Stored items
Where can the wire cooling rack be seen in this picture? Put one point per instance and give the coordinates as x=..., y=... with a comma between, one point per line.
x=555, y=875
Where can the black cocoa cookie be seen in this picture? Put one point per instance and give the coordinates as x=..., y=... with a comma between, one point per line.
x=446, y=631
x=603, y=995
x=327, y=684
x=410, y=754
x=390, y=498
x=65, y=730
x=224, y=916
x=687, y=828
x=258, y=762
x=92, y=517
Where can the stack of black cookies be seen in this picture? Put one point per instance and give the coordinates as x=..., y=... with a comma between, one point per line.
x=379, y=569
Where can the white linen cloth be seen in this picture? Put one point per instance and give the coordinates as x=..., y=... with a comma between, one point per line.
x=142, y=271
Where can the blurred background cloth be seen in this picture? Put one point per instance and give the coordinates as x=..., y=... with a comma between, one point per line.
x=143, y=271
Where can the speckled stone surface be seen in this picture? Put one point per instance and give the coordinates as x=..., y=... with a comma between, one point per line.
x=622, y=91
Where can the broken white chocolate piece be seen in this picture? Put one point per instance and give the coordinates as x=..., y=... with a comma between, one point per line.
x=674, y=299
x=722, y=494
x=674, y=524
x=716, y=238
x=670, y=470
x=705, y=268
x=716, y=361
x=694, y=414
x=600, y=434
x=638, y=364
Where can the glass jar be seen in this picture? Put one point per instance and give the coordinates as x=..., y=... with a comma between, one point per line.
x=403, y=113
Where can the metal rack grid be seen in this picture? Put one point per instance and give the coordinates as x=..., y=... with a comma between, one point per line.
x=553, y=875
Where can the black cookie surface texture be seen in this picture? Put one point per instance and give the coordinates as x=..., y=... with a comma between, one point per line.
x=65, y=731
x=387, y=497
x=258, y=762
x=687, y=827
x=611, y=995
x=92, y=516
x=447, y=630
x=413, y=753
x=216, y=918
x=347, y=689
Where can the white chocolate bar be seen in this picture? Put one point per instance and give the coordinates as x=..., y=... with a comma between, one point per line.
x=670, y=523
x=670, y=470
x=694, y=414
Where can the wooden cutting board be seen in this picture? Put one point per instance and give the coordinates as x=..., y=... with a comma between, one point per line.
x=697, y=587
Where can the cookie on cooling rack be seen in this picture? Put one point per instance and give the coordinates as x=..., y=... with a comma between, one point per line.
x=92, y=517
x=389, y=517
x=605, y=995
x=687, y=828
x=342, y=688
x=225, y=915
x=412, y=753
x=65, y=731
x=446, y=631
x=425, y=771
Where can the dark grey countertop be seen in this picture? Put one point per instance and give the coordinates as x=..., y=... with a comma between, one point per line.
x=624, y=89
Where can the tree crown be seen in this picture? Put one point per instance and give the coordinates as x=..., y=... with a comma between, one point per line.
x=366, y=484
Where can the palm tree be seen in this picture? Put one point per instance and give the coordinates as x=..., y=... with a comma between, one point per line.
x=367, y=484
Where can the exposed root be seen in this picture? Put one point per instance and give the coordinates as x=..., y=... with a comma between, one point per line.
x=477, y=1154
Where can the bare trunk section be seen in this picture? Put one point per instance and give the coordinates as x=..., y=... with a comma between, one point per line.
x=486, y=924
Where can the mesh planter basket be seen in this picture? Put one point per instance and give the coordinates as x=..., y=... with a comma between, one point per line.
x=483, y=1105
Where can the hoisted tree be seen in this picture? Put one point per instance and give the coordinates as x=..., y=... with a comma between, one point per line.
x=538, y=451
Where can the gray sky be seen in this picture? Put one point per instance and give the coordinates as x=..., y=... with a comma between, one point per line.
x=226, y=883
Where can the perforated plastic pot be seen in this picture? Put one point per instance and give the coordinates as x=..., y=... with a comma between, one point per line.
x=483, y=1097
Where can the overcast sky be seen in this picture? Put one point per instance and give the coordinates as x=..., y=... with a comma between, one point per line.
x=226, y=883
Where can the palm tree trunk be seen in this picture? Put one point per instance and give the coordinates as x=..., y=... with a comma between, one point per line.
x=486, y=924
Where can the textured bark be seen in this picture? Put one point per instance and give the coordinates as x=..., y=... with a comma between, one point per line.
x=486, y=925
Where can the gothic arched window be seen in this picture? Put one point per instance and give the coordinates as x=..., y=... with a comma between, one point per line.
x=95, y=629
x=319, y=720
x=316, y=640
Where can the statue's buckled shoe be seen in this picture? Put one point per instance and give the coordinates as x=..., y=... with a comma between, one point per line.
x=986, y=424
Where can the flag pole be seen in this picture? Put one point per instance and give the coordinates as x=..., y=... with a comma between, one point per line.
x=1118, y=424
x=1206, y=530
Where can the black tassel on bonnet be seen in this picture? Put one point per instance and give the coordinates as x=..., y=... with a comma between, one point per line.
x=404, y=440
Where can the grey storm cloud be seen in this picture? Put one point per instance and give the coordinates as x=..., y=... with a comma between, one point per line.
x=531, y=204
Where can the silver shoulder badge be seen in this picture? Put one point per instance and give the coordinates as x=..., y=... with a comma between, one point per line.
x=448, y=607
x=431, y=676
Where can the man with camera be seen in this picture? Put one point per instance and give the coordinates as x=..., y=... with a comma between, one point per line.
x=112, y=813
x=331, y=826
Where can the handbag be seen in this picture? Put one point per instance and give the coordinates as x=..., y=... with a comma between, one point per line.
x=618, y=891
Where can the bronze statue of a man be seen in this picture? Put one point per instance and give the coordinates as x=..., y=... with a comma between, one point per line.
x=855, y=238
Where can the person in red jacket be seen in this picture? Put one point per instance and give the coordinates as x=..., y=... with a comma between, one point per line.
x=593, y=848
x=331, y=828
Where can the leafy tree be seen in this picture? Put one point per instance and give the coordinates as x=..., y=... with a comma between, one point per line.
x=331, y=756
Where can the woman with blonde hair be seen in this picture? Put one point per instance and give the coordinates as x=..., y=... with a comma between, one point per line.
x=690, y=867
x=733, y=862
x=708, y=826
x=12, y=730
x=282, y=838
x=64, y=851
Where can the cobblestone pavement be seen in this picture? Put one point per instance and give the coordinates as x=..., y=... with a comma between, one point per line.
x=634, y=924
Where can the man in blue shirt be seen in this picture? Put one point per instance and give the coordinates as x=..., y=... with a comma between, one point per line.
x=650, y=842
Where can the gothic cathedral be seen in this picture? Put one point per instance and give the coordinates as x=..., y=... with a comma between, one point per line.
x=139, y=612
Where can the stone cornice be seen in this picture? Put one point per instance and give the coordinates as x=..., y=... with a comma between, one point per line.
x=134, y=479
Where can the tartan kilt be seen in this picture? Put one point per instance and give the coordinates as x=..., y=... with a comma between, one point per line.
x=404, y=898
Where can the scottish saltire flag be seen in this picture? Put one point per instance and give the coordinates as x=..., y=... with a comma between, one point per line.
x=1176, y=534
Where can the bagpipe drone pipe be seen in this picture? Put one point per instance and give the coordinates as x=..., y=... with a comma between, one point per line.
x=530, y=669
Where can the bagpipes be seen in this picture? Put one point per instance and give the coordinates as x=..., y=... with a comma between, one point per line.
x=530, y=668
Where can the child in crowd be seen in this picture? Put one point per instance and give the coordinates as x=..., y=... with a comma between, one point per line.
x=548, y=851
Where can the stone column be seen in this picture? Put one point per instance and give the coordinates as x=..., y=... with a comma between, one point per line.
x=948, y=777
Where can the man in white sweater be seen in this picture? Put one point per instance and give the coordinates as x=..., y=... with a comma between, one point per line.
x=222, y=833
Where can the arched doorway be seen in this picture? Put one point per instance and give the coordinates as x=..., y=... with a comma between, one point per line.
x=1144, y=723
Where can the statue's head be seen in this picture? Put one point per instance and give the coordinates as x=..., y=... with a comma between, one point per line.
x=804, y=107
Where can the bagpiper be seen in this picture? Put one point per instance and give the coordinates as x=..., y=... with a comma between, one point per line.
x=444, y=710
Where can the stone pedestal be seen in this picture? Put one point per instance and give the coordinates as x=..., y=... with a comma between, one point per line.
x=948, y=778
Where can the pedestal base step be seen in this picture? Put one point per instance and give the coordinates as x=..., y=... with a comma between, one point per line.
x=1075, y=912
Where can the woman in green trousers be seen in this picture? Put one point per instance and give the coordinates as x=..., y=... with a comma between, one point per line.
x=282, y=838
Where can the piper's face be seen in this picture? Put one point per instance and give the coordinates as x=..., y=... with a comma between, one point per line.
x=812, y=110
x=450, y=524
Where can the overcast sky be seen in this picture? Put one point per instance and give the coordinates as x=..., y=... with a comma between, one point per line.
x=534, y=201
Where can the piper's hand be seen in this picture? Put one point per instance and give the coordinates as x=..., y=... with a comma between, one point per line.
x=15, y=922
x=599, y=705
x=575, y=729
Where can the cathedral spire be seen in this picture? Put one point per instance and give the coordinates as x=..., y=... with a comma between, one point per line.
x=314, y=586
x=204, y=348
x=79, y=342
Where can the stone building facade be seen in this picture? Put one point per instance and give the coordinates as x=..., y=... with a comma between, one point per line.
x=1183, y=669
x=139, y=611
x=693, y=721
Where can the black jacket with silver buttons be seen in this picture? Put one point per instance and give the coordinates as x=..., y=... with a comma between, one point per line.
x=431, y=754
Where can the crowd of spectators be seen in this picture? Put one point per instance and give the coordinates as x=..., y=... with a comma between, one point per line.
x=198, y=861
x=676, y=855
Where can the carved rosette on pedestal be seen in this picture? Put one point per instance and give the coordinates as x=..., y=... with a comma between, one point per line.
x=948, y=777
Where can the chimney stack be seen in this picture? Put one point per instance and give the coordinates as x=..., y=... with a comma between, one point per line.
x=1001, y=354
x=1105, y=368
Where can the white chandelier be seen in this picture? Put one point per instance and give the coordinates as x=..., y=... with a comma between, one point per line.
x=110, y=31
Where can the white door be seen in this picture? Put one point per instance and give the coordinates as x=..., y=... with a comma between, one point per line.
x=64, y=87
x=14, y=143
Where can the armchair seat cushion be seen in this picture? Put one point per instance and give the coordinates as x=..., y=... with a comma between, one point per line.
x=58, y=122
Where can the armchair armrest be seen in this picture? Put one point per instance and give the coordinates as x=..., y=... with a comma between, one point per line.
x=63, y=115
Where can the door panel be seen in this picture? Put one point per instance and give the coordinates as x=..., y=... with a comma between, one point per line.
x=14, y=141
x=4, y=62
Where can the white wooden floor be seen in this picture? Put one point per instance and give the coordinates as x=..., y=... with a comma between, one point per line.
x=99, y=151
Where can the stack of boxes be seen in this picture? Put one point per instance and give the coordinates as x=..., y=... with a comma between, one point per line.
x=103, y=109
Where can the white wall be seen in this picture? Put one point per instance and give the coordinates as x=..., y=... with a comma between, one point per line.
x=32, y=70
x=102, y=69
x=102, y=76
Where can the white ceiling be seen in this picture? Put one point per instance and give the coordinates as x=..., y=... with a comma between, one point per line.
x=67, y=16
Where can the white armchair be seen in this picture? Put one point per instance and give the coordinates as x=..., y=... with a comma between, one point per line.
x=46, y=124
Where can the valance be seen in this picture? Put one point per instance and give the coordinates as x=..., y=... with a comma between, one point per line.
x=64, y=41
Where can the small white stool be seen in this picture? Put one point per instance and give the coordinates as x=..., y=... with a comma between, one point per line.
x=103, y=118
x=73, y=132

» Exercise directions
What is wanted is the line containing "Where can the small" and every line after it through the last line of the entries, printed exactly.

» Answer for this exercise
Where can the small white stool be seen in this picture? Put one point per instance and give the coordinates as x=..., y=... with a comma between, one point per line.
x=103, y=118
x=73, y=132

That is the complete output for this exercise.